* Do this
Please turn the stretch of the material below, from the line containing "shape [[251, 74]]." through the line containing "[[238, 126]]", into a numbered list with blank lines left out.

* Supplied data
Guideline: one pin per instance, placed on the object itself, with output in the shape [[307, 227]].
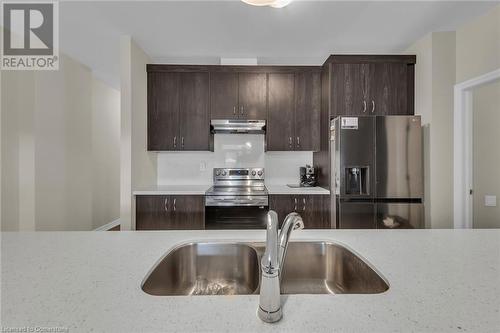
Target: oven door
[[236, 212]]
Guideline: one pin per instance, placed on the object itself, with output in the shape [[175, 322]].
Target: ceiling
[[305, 32]]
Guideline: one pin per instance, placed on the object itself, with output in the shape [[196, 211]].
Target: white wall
[[137, 165], [478, 46], [486, 136], [47, 142], [443, 59], [230, 150], [435, 76], [105, 153]]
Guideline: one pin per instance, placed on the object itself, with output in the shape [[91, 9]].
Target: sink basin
[[205, 269], [327, 268], [233, 269]]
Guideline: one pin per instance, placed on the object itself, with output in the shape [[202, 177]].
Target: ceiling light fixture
[[271, 3]]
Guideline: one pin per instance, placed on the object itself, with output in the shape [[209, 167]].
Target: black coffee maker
[[307, 176]]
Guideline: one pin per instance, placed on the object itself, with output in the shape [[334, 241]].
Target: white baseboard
[[108, 226]]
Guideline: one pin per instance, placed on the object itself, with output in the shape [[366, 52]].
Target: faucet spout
[[292, 222], [271, 264]]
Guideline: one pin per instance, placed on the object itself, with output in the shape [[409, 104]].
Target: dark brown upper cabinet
[[307, 110], [372, 85], [163, 111], [193, 112], [252, 95], [281, 106], [236, 95], [294, 111], [178, 111], [224, 95], [168, 212]]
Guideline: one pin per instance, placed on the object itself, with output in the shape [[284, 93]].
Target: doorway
[[486, 156], [476, 152]]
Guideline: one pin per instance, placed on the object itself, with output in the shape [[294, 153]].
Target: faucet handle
[[270, 260]]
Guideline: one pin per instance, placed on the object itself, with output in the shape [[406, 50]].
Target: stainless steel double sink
[[233, 269]]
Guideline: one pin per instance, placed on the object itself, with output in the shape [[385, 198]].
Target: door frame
[[463, 148]]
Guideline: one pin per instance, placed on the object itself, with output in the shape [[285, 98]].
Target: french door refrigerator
[[377, 172]]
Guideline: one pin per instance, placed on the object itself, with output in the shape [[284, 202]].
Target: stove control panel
[[238, 174]]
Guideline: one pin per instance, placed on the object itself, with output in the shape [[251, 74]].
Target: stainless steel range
[[238, 199]]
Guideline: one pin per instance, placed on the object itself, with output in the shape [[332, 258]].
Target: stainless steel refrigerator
[[377, 172]]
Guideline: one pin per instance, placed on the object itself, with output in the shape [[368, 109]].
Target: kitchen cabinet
[[362, 85], [163, 110], [280, 122], [312, 208], [178, 111], [236, 95], [170, 212], [372, 85], [224, 95], [294, 111]]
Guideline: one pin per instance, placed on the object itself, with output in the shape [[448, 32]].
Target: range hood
[[238, 126]]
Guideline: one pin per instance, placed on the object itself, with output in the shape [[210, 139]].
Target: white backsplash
[[230, 150]]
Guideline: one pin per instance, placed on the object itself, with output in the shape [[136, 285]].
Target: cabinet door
[[282, 205], [188, 212], [350, 89], [193, 112], [280, 125], [314, 211], [223, 95], [152, 212], [163, 111], [389, 93], [307, 111], [252, 96]]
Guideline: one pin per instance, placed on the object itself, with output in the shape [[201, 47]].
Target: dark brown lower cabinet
[[312, 208], [170, 212]]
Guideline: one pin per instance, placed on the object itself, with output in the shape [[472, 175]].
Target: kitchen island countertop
[[440, 281], [201, 189]]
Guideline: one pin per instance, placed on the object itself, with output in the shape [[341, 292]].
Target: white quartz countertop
[[172, 190], [201, 189], [440, 281], [284, 189]]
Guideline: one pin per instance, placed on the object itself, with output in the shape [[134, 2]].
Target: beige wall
[[47, 177], [443, 59], [486, 117], [138, 166], [435, 76], [105, 153], [478, 46]]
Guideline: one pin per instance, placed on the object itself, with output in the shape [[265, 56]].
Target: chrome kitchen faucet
[[272, 264]]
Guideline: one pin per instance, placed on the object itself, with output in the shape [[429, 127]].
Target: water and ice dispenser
[[357, 180]]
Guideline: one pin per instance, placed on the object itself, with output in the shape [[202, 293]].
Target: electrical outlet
[[490, 200]]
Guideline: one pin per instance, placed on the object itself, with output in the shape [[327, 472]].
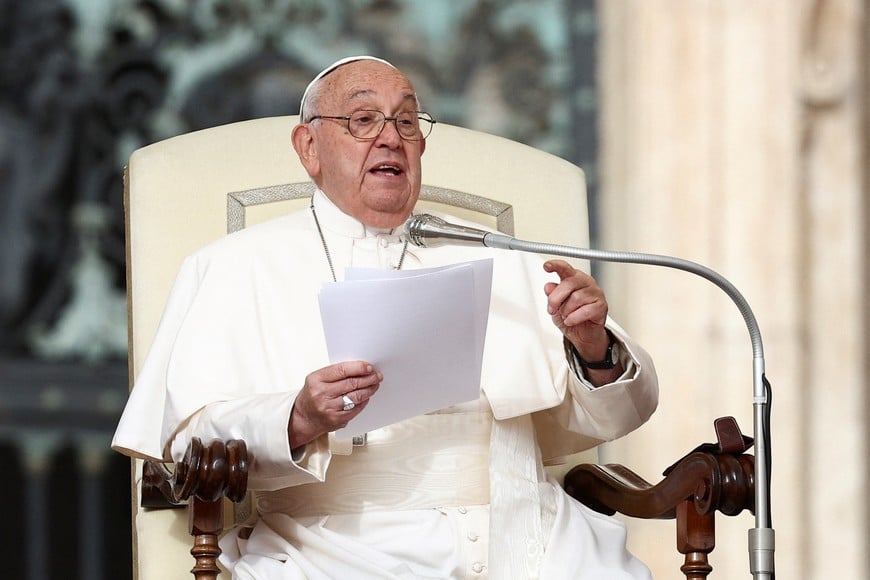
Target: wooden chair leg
[[696, 538], [206, 523]]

* Solution to the problem
1. Guideline: one pin per instance, placed on the object itself, with output in the shape [[251, 74]].
2. Target: stainless steel range
3. [[238, 199]]
4. Guideline: one pin per instance, placed on the object itself, with output in the shape [[332, 258]].
5. Target: stainless steel refrigerator
6. [[377, 172]]
7. Guideline: one pin per instance, placed on the object itself, with output in the shape [[368, 109]].
8. Target: kitchen cabinet
9. [[362, 85], [163, 110], [280, 122], [312, 208], [178, 111], [236, 95], [170, 212], [372, 85], [224, 95], [294, 111]]
10. Guideline: one pin per instance, placed on the object itself, with output in the shape [[448, 32]].
11. Target: range hood
12. [[238, 126]]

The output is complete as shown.